**Job:**
Identify each row below that contains the word "clicks", and copy every one of those rows in full.

(Records held in a dataset)
....
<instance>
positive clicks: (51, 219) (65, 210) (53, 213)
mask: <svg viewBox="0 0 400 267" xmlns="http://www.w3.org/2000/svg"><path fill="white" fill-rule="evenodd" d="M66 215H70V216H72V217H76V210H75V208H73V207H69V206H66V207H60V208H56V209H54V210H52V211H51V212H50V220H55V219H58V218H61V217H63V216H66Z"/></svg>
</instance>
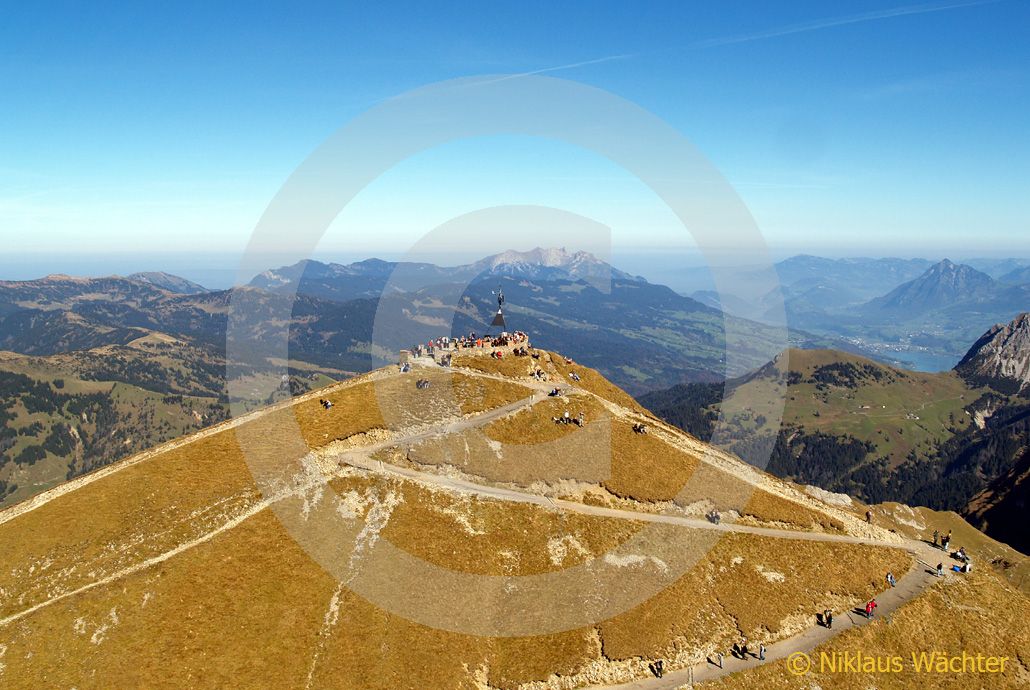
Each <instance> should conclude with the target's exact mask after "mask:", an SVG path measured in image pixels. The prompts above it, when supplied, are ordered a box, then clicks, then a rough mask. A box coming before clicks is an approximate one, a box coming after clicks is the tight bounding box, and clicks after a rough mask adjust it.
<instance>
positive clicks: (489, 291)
....
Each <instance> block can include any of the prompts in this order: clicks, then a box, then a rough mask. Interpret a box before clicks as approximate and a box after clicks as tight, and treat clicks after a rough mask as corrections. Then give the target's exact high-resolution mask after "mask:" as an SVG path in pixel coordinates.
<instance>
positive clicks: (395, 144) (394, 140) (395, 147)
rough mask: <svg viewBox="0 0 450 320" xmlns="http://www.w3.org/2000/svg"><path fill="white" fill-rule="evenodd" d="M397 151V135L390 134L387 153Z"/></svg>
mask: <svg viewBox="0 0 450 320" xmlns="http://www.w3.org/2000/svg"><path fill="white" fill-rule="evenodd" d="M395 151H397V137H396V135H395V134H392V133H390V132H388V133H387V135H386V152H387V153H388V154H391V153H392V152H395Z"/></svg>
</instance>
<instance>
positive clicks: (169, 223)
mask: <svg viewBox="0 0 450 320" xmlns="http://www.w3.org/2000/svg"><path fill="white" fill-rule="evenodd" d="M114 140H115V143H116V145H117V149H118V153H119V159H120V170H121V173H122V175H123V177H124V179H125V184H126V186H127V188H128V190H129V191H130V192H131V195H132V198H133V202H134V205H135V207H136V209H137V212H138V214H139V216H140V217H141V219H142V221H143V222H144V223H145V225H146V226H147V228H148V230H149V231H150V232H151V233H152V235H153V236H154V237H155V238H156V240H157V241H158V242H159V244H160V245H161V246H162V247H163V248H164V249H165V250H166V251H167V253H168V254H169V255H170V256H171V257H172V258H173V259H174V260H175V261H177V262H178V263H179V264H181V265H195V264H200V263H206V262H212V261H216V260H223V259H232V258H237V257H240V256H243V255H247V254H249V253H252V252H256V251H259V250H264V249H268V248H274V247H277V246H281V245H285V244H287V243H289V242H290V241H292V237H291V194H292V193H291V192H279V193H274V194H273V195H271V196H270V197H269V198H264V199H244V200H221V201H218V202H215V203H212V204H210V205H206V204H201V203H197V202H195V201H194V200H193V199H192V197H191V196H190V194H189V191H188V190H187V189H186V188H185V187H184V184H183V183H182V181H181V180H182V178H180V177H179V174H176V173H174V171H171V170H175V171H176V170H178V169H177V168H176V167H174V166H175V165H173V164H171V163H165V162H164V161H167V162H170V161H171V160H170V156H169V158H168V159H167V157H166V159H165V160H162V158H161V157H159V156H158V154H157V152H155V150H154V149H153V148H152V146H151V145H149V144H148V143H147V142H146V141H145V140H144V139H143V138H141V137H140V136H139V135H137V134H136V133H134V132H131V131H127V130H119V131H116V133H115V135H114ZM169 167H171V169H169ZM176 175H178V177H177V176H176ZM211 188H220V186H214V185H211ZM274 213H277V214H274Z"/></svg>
....
**Result:**
positive clicks: (51, 219) (65, 210) (53, 213)
Each <instance> should conclude with the target's exact mask after "mask:", an SVG path measured in image pixels. The prompts above it, when supplied, are ordered a box, then clicks, then a rough mask. A box coming before clicks is an approximate one, a box coming after clicks is the tight bounding box, and clicks after a rough mask adjust it.
positive clicks: (489, 291)
Each <instance> block can include any of the prompts in this order: clicks, then a box, then a rough mask. Interpret a box before clicks as approximate and a box after clicks as tight, and treat clicks after a rough mask as corrections. Then give the target's exact high-resolution mask after "mask:" as an SVG path in pixel coordinates.
positive clicks: (395, 144) (394, 140) (395, 147)
positive clicks: (169, 223)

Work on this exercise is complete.